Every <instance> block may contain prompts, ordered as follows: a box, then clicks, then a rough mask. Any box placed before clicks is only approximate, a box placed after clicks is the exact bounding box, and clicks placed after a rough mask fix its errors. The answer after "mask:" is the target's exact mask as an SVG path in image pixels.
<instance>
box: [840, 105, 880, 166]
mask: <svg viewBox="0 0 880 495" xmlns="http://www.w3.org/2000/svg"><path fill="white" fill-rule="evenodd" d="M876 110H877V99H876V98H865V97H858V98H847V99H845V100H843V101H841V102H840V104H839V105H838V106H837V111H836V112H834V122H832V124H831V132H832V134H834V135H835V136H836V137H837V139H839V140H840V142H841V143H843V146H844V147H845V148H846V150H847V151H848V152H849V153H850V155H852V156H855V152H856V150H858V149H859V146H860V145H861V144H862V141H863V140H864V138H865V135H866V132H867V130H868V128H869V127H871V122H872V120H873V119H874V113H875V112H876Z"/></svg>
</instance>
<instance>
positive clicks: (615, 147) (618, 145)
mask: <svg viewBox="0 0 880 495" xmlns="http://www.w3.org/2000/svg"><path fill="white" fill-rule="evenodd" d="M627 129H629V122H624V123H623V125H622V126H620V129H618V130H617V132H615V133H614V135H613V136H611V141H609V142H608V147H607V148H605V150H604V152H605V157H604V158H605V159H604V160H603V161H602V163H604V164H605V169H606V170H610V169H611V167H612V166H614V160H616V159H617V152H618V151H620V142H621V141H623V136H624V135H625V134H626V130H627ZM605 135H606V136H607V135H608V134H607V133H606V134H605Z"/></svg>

Task details
On how many lines of the data does the word "instance" appear? Only the number is wanted.

Result
4